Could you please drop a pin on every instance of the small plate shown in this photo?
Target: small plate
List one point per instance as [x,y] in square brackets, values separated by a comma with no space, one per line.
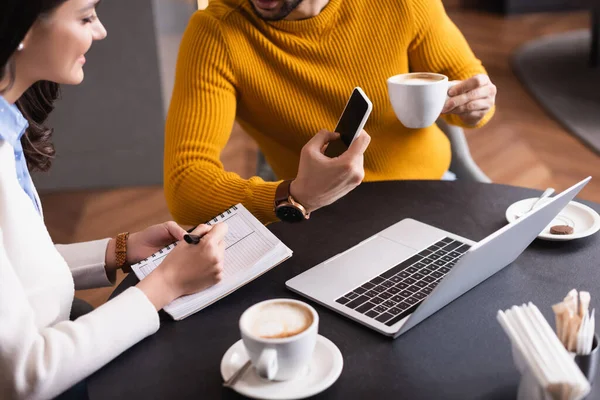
[323,370]
[581,218]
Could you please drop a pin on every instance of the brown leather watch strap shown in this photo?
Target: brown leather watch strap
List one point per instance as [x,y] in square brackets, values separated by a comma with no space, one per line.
[121,251]
[283,192]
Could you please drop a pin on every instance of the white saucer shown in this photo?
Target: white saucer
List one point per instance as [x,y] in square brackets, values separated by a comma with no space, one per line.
[323,370]
[581,218]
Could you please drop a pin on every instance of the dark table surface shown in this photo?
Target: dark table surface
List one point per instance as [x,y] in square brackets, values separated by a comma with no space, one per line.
[460,352]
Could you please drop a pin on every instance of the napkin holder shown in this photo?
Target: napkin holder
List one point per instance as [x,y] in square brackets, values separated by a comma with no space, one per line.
[529,387]
[588,364]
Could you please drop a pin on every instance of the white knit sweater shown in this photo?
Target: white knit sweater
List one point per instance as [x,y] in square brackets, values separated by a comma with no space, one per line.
[42,353]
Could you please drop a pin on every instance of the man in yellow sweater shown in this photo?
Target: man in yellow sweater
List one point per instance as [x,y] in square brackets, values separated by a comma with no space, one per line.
[284,69]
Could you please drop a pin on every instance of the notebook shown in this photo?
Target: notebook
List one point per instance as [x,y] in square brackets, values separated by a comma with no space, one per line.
[250,251]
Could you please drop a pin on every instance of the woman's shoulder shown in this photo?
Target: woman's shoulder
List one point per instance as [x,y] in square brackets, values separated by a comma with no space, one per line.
[7,157]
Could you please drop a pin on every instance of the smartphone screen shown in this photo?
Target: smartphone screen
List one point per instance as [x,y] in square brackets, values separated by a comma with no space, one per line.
[351,122]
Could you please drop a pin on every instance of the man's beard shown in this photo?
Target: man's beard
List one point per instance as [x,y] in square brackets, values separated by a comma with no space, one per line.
[285,10]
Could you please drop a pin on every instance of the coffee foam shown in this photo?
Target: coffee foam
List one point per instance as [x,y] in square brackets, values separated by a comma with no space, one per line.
[280,320]
[418,79]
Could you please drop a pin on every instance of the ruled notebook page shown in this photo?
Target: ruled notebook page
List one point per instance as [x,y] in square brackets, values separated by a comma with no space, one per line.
[250,250]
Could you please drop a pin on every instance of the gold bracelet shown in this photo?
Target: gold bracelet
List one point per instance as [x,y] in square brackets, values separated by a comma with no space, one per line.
[121,251]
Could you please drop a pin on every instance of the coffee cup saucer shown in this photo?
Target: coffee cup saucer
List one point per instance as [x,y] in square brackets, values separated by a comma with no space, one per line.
[584,220]
[323,370]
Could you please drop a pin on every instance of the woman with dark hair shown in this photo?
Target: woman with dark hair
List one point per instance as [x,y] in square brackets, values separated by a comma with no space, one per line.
[43,353]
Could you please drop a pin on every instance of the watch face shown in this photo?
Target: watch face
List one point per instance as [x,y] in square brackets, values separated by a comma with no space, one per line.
[289,214]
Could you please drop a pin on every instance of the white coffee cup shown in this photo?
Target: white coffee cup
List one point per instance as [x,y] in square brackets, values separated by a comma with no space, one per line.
[280,337]
[419,97]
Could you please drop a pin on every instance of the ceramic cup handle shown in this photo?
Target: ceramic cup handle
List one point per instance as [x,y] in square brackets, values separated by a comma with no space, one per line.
[450,84]
[267,364]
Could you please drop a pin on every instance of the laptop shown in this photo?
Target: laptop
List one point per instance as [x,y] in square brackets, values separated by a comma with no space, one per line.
[398,277]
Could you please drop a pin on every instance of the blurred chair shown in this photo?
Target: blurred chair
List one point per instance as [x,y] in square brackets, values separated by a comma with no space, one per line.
[462,164]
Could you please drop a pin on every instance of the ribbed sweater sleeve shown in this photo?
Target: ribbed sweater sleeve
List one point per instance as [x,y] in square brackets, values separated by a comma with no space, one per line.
[200,119]
[439,46]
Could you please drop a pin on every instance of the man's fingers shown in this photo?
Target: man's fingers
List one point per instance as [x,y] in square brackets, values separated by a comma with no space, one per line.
[359,145]
[321,139]
[469,84]
[485,92]
[477,105]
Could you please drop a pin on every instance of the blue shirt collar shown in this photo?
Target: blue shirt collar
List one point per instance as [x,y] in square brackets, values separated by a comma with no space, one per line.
[12,123]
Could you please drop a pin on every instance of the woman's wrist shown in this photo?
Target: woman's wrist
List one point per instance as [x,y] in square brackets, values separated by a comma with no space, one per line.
[110,258]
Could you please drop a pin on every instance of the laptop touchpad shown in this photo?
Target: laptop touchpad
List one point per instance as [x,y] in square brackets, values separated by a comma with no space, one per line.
[353,268]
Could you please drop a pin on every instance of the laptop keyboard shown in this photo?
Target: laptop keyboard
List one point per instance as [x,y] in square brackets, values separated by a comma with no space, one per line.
[396,293]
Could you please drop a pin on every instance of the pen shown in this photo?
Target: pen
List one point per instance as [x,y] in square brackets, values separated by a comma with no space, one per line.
[192,239]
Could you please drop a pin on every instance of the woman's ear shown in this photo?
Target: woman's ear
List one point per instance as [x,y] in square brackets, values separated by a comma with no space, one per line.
[26,40]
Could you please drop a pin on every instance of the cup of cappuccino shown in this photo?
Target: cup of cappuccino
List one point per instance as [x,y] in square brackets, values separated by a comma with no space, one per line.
[280,337]
[418,98]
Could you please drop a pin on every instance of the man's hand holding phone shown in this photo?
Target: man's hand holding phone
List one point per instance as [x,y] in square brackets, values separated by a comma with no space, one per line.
[331,163]
[322,180]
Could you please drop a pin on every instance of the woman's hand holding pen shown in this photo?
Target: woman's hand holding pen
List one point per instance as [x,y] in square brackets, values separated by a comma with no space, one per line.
[188,268]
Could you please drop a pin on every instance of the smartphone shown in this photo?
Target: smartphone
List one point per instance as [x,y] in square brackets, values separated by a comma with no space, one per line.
[353,119]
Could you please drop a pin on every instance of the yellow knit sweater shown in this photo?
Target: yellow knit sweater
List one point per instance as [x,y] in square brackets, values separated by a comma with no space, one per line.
[284,81]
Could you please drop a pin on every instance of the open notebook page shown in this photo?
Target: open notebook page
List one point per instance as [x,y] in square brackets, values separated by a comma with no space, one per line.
[250,250]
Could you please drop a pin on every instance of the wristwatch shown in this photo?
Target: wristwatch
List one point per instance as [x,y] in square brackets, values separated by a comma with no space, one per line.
[287,208]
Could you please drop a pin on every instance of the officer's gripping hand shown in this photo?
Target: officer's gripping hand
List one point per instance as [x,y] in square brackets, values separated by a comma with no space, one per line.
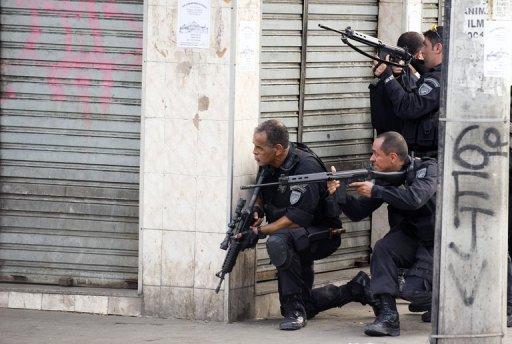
[332,185]
[248,239]
[363,188]
[379,68]
[398,70]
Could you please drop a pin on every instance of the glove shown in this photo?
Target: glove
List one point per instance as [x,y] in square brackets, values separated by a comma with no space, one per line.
[249,240]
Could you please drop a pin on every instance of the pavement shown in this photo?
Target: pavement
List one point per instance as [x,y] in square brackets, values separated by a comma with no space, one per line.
[340,326]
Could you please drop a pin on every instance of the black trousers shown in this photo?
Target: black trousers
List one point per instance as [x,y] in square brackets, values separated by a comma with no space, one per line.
[509,268]
[296,276]
[417,287]
[394,251]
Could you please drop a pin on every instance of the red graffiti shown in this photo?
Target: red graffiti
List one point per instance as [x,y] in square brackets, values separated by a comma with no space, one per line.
[83,67]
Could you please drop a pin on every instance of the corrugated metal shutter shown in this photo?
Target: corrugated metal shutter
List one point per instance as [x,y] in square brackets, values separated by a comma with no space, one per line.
[280,61]
[336,118]
[70,135]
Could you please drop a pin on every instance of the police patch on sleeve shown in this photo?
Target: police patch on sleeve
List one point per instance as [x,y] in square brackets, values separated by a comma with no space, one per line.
[421,173]
[424,89]
[296,194]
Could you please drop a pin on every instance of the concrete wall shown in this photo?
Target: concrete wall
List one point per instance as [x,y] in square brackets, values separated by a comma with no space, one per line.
[197,107]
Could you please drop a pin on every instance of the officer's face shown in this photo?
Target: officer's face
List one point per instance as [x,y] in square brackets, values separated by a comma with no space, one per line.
[430,53]
[264,154]
[381,161]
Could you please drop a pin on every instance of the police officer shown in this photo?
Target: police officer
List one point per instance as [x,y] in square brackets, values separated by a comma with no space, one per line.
[382,112]
[411,213]
[299,230]
[420,108]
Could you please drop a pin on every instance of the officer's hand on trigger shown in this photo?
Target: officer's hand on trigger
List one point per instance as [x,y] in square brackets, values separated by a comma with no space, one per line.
[363,188]
[379,67]
[398,70]
[332,185]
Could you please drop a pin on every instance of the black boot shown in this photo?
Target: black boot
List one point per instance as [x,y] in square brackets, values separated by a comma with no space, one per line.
[387,322]
[427,316]
[294,314]
[330,296]
[416,307]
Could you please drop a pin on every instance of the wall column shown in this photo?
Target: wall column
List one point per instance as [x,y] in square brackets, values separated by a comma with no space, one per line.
[199,110]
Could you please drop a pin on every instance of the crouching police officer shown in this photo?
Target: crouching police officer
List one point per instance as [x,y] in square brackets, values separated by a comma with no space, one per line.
[409,243]
[419,108]
[299,230]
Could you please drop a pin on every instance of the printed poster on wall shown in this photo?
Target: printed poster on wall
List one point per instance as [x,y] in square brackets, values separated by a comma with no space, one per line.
[497,54]
[247,46]
[193,24]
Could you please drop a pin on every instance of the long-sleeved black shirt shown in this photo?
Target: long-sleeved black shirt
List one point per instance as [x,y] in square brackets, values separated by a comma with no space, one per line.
[418,109]
[303,204]
[411,206]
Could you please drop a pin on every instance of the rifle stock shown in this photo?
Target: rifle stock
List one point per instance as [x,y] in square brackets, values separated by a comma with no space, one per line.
[240,223]
[395,53]
[392,177]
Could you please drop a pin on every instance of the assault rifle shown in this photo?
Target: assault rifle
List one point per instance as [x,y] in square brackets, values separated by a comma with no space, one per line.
[239,224]
[359,174]
[395,53]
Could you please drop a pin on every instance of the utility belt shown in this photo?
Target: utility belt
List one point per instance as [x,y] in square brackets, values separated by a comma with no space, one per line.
[421,134]
[315,234]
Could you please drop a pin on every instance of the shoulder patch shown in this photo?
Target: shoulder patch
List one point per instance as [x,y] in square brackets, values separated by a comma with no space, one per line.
[424,89]
[296,193]
[421,173]
[432,81]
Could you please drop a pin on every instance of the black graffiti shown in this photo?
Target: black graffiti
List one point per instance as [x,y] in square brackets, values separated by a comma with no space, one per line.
[475,158]
[492,139]
[459,194]
[468,297]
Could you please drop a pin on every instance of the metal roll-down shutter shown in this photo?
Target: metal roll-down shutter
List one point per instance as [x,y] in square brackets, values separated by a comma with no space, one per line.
[69,141]
[319,88]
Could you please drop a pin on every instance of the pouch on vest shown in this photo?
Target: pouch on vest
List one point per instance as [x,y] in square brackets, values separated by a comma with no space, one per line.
[427,132]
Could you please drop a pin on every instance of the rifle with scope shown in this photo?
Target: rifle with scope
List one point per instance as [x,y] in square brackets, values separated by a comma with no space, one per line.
[396,54]
[240,223]
[358,174]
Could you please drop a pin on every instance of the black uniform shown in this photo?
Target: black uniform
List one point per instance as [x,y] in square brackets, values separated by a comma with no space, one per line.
[411,213]
[382,112]
[290,249]
[419,109]
[509,268]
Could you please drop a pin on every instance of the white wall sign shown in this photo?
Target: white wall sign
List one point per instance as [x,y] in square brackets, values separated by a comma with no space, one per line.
[247,46]
[193,24]
[497,49]
[474,21]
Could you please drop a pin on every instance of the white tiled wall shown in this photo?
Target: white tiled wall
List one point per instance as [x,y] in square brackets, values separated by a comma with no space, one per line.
[194,116]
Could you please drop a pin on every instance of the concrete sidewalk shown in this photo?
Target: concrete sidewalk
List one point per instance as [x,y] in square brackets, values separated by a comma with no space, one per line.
[340,326]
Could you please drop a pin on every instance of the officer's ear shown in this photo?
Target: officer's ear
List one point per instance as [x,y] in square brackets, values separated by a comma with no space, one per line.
[394,157]
[438,48]
[279,149]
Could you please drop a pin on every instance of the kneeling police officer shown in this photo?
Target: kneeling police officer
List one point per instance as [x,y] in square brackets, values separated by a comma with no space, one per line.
[409,243]
[295,215]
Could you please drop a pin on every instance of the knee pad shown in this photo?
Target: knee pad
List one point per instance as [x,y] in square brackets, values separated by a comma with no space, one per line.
[277,250]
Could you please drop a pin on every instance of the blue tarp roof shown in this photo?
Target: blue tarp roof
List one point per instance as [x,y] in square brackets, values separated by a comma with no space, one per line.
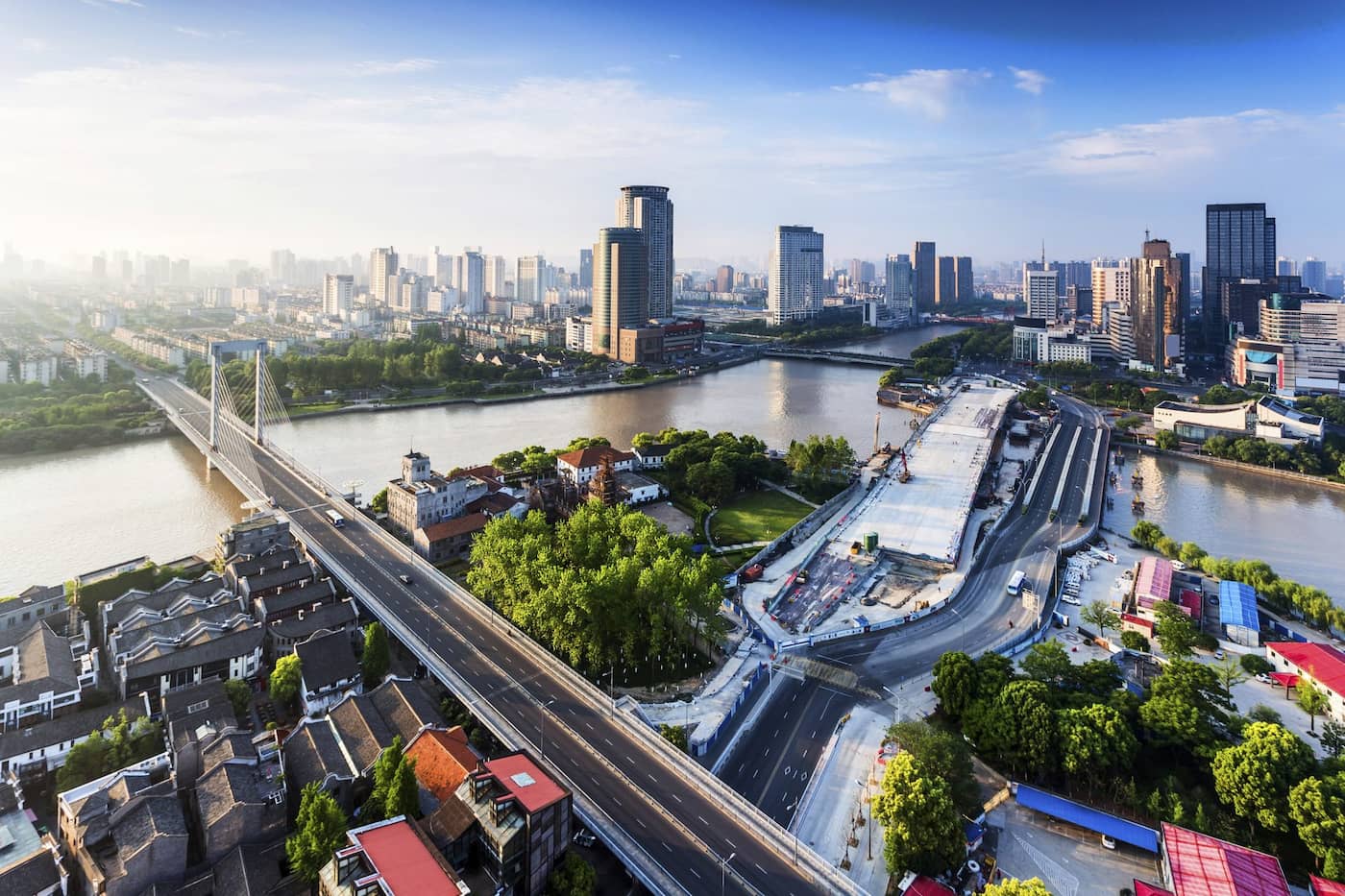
[1237,604]
[1118,829]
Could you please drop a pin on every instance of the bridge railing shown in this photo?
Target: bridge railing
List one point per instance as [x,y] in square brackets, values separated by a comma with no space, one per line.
[767,831]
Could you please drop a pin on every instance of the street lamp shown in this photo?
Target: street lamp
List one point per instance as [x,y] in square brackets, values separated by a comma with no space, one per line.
[723,872]
[544,724]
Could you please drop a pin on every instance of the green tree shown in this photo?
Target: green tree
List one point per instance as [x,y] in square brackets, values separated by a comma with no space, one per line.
[1186,708]
[379,502]
[941,754]
[403,797]
[239,695]
[1311,700]
[319,831]
[376,661]
[921,828]
[285,680]
[1048,662]
[1132,640]
[954,681]
[1317,806]
[1174,630]
[575,876]
[1333,738]
[1146,533]
[1257,775]
[1100,617]
[1095,741]
[1015,886]
[675,735]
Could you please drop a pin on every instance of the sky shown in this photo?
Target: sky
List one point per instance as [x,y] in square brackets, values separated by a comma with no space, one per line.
[226,130]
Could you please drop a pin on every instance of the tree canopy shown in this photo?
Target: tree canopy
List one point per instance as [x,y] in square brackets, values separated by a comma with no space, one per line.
[605,587]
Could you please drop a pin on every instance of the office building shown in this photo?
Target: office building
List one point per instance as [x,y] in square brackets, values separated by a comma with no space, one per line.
[530,280]
[382,265]
[795,287]
[965,287]
[338,295]
[471,281]
[1110,282]
[923,261]
[723,278]
[1039,294]
[1314,275]
[649,211]
[1239,244]
[945,281]
[621,285]
[898,289]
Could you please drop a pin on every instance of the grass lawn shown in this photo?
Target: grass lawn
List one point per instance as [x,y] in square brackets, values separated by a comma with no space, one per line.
[759,516]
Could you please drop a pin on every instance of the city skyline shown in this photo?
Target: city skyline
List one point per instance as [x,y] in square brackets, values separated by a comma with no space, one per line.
[212,138]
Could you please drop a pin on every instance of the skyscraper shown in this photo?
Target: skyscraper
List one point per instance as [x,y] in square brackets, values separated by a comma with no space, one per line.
[530,280]
[585,268]
[795,289]
[338,294]
[923,261]
[471,281]
[1039,291]
[723,278]
[649,210]
[1314,275]
[382,264]
[1239,244]
[898,291]
[621,285]
[945,284]
[966,288]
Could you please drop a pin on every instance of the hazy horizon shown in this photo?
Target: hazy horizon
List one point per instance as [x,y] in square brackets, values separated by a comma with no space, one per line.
[218,132]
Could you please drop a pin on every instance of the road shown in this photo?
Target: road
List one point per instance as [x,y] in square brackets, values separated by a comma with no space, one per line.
[646,792]
[770,763]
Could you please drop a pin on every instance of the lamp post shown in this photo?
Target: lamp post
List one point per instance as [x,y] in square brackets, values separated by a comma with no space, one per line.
[544,724]
[723,872]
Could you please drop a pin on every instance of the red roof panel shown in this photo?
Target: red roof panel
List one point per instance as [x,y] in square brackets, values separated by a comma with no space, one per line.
[1203,865]
[1324,662]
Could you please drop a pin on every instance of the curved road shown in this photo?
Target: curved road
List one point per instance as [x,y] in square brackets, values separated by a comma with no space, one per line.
[770,764]
[686,829]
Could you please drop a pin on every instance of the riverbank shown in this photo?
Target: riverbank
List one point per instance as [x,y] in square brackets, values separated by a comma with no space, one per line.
[506,400]
[1293,475]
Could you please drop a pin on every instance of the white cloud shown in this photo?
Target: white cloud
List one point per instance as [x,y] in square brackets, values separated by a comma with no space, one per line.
[928,91]
[396,66]
[1029,80]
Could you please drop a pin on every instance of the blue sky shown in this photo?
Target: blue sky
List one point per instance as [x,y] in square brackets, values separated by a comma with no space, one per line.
[218,131]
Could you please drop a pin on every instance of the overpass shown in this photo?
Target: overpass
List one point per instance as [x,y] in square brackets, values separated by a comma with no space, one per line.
[837,356]
[672,824]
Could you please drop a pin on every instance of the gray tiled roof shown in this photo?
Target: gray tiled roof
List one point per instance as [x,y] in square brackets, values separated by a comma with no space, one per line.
[327,660]
[57,731]
[327,617]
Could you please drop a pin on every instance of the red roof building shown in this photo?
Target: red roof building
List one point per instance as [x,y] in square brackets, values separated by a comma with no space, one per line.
[1322,664]
[1201,865]
[393,855]
[443,759]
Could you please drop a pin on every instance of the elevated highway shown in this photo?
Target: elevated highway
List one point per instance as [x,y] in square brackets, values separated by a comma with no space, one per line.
[675,826]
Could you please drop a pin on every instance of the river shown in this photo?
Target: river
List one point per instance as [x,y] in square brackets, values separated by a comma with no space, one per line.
[85,509]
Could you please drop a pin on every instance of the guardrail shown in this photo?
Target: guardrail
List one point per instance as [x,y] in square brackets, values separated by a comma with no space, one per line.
[769,832]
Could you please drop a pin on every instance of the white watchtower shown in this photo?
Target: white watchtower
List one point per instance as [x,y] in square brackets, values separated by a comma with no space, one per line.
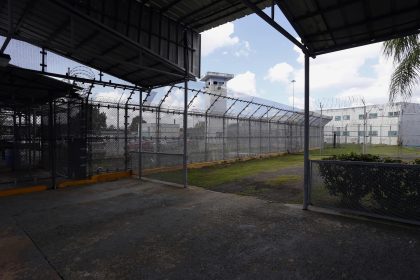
[215,83]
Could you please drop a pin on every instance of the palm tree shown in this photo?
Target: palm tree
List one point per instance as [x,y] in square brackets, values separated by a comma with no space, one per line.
[406,55]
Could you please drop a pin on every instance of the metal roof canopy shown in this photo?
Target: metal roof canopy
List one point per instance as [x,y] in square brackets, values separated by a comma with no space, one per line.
[332,25]
[19,87]
[123,38]
[323,26]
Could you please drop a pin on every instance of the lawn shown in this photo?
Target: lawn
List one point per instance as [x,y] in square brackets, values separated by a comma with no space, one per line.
[278,178]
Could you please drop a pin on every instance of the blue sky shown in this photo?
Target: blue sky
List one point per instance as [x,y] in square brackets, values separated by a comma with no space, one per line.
[265,62]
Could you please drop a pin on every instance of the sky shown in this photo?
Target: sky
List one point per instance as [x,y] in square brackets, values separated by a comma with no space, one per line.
[264,64]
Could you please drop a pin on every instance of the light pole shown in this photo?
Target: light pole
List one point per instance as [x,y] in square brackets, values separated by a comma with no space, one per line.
[293,85]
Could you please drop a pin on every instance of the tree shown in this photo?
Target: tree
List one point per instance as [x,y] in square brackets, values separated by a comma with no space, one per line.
[406,56]
[135,123]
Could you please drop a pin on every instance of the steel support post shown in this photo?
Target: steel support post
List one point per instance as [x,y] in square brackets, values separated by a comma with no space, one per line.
[321,135]
[237,137]
[126,137]
[249,137]
[51,128]
[269,137]
[205,137]
[118,129]
[223,137]
[157,135]
[140,144]
[260,136]
[185,120]
[306,138]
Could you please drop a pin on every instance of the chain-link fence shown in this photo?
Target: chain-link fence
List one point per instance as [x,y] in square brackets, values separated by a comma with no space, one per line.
[389,190]
[104,129]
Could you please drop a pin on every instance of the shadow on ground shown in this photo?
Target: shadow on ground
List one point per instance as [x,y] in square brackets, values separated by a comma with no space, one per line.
[124,230]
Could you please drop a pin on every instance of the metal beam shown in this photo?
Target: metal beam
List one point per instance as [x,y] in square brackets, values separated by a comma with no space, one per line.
[75,12]
[274,24]
[14,29]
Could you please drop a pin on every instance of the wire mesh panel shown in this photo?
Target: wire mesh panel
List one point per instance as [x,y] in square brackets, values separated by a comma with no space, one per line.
[385,189]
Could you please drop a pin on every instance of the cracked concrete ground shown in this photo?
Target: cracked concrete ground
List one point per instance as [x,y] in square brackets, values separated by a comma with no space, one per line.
[123,230]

┄┄┄┄┄┄┄┄┄┄

Whenever a line of the listing contains the word "belt", it counts; say the total only.

2